Shape boundary entries -
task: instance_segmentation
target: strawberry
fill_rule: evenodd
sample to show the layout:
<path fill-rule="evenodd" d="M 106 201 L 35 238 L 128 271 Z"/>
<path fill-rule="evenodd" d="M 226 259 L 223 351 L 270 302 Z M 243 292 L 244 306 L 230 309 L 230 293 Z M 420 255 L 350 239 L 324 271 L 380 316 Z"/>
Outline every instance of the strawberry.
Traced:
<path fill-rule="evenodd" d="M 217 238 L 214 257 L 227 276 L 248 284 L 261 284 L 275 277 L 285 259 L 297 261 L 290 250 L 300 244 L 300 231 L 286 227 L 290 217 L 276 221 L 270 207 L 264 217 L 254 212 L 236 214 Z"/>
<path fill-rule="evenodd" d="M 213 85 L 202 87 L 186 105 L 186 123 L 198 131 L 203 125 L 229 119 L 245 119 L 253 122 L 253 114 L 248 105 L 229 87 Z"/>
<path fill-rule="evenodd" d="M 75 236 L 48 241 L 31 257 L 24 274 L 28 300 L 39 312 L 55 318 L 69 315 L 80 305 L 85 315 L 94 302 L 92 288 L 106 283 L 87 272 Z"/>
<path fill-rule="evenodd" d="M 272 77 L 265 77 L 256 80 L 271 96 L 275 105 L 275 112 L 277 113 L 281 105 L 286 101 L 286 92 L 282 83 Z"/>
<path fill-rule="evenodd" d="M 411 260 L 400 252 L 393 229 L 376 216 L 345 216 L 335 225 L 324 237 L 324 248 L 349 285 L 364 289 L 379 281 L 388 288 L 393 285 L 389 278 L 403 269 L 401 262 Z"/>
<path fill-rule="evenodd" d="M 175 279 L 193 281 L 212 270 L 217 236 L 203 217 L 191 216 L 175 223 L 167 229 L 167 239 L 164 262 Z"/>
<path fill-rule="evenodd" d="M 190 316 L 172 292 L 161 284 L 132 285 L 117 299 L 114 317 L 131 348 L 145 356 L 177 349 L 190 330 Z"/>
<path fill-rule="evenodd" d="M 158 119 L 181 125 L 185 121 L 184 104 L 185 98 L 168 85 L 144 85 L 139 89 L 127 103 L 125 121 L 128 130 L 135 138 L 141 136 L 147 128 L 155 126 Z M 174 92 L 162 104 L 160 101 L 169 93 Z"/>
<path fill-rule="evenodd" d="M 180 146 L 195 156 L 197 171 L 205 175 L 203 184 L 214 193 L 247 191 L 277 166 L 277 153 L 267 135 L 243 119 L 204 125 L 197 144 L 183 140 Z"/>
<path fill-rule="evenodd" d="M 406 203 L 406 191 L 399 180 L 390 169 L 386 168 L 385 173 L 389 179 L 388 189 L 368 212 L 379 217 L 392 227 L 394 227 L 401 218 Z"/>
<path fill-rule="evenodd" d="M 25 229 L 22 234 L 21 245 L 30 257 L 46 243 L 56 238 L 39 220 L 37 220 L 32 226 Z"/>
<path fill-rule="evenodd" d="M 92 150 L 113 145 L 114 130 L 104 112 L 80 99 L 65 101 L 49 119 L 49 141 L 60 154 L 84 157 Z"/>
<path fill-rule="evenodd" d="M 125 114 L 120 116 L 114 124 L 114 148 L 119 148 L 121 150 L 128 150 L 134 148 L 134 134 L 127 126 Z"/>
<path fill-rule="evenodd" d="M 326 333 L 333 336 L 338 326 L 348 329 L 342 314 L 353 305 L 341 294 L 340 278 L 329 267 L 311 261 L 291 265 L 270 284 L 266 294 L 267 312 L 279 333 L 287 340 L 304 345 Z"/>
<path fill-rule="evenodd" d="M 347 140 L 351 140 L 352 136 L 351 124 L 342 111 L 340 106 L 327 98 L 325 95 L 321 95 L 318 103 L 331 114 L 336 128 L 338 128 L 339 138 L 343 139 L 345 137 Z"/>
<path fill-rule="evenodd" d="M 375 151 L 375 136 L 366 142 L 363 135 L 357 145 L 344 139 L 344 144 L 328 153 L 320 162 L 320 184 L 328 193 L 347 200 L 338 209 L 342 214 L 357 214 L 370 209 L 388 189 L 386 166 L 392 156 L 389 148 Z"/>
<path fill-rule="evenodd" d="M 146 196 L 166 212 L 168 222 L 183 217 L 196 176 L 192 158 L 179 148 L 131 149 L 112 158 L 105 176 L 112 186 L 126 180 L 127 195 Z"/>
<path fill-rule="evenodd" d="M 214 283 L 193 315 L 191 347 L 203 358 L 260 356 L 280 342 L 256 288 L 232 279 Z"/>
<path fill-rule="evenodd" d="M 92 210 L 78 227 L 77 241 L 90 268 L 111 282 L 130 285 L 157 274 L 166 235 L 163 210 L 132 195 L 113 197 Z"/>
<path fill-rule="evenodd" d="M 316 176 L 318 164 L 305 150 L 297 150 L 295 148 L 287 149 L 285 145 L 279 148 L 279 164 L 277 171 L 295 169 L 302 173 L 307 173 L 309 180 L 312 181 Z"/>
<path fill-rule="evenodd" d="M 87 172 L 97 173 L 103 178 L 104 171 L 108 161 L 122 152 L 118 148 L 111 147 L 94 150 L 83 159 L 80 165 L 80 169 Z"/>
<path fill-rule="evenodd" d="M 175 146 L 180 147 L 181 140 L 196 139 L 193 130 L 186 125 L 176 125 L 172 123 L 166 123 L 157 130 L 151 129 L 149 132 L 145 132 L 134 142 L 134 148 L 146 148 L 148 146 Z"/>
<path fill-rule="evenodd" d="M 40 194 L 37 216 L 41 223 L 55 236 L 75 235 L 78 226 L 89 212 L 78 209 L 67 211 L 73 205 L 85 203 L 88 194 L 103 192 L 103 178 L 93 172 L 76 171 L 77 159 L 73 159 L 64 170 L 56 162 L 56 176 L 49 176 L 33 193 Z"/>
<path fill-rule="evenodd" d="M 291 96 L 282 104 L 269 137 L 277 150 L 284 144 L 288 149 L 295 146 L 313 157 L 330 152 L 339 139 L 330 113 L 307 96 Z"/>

Set task -
Return the listing above word for word.

Full solution -
task: instance_segmentation
target: strawberry
fill_rule: evenodd
sample to show the layout:
<path fill-rule="evenodd" d="M 106 201 L 35 238 L 128 271 Z"/>
<path fill-rule="evenodd" d="M 226 259 L 223 351 L 270 302 Z M 243 292 L 244 306 L 230 309 L 230 293 Z M 420 255 L 350 239 L 324 271 L 380 316 Z"/>
Outline every instance of the strawberry.
Traced:
<path fill-rule="evenodd" d="M 217 238 L 214 257 L 227 276 L 248 284 L 261 284 L 275 277 L 285 259 L 297 261 L 290 250 L 300 244 L 300 231 L 286 227 L 290 217 L 276 221 L 270 207 L 264 217 L 254 212 L 236 214 Z"/>
<path fill-rule="evenodd" d="M 213 85 L 202 87 L 186 105 L 186 123 L 198 131 L 203 125 L 229 119 L 245 119 L 253 122 L 253 114 L 248 105 L 229 87 Z"/>
<path fill-rule="evenodd" d="M 75 236 L 48 241 L 31 257 L 24 274 L 28 300 L 39 312 L 55 318 L 69 315 L 80 305 L 85 315 L 94 302 L 92 288 L 106 283 L 87 272 Z"/>
<path fill-rule="evenodd" d="M 272 77 L 265 77 L 256 80 L 271 96 L 275 105 L 275 112 L 277 113 L 281 105 L 286 101 L 286 92 L 282 83 Z"/>
<path fill-rule="evenodd" d="M 411 260 L 400 252 L 393 229 L 376 216 L 345 216 L 335 225 L 324 237 L 324 248 L 349 285 L 364 289 L 379 281 L 388 288 L 393 285 L 389 278 L 403 269 L 401 262 Z"/>
<path fill-rule="evenodd" d="M 175 279 L 193 281 L 212 270 L 217 236 L 203 217 L 191 216 L 175 223 L 167 229 L 167 239 L 164 262 Z"/>
<path fill-rule="evenodd" d="M 190 316 L 172 292 L 161 284 L 132 285 L 117 299 L 114 317 L 131 348 L 145 356 L 177 349 L 190 330 Z"/>
<path fill-rule="evenodd" d="M 158 119 L 181 125 L 185 121 L 184 104 L 185 98 L 168 85 L 144 85 L 139 89 L 127 103 L 125 121 L 128 130 L 135 138 L 141 136 L 147 128 L 155 126 Z M 174 92 L 162 104 L 160 101 L 169 93 Z"/>
<path fill-rule="evenodd" d="M 180 146 L 195 156 L 197 171 L 205 175 L 203 184 L 214 193 L 247 191 L 277 166 L 277 153 L 267 135 L 243 119 L 204 125 L 197 144 L 183 140 Z"/>
<path fill-rule="evenodd" d="M 406 203 L 406 191 L 399 180 L 390 169 L 386 168 L 385 173 L 389 179 L 388 189 L 368 212 L 379 217 L 392 227 L 394 227 L 401 218 Z"/>
<path fill-rule="evenodd" d="M 25 229 L 22 234 L 21 245 L 30 257 L 46 243 L 56 238 L 39 220 L 37 220 L 32 226 Z"/>
<path fill-rule="evenodd" d="M 92 150 L 113 145 L 114 130 L 104 112 L 80 99 L 65 101 L 49 119 L 49 141 L 60 154 L 84 157 Z"/>
<path fill-rule="evenodd" d="M 125 114 L 120 116 L 114 124 L 114 148 L 119 148 L 121 150 L 128 150 L 134 148 L 134 134 L 127 126 Z"/>
<path fill-rule="evenodd" d="M 326 333 L 333 336 L 338 326 L 348 329 L 342 314 L 353 305 L 341 294 L 340 278 L 329 267 L 311 261 L 291 265 L 270 284 L 266 294 L 267 312 L 279 333 L 287 340 L 304 345 Z"/>
<path fill-rule="evenodd" d="M 347 140 L 351 140 L 352 136 L 351 124 L 342 111 L 340 106 L 327 98 L 325 95 L 321 95 L 318 103 L 331 114 L 336 128 L 338 128 L 339 138 L 343 139 L 345 137 Z"/>
<path fill-rule="evenodd" d="M 375 151 L 375 136 L 366 142 L 363 135 L 357 145 L 344 139 L 344 144 L 328 153 L 320 162 L 320 184 L 328 193 L 347 200 L 338 209 L 342 214 L 357 214 L 370 209 L 388 189 L 386 166 L 392 156 L 389 148 Z"/>
<path fill-rule="evenodd" d="M 146 196 L 166 212 L 168 222 L 183 217 L 196 176 L 192 158 L 179 148 L 131 149 L 112 158 L 105 176 L 112 186 L 126 180 L 127 195 Z"/>
<path fill-rule="evenodd" d="M 214 283 L 193 315 L 191 347 L 203 358 L 260 356 L 280 342 L 256 288 L 232 279 Z"/>
<path fill-rule="evenodd" d="M 92 210 L 78 227 L 77 241 L 90 268 L 111 282 L 130 285 L 157 274 L 166 235 L 163 210 L 132 195 L 113 197 Z"/>
<path fill-rule="evenodd" d="M 316 176 L 318 164 L 305 150 L 297 150 L 295 148 L 287 149 L 285 145 L 279 148 L 279 164 L 277 171 L 295 169 L 302 173 L 307 173 L 309 180 L 312 181 Z"/>
<path fill-rule="evenodd" d="M 87 172 L 97 173 L 103 178 L 104 171 L 108 161 L 122 152 L 118 148 L 111 147 L 94 150 L 83 159 L 80 165 L 80 169 Z"/>
<path fill-rule="evenodd" d="M 175 146 L 180 147 L 181 140 L 196 139 L 193 130 L 186 125 L 176 125 L 172 123 L 166 123 L 157 130 L 151 129 L 149 132 L 145 132 L 134 142 L 134 148 L 146 148 L 148 146 Z"/>
<path fill-rule="evenodd" d="M 40 194 L 37 216 L 41 223 L 55 236 L 75 235 L 78 226 L 89 212 L 78 209 L 67 211 L 73 205 L 85 203 L 88 194 L 103 192 L 103 178 L 93 172 L 76 171 L 77 159 L 73 159 L 64 170 L 56 162 L 56 176 L 49 176 L 33 193 Z"/>
<path fill-rule="evenodd" d="M 291 96 L 282 104 L 269 137 L 277 150 L 284 144 L 288 149 L 295 146 L 313 157 L 330 152 L 339 139 L 330 113 L 307 96 Z"/>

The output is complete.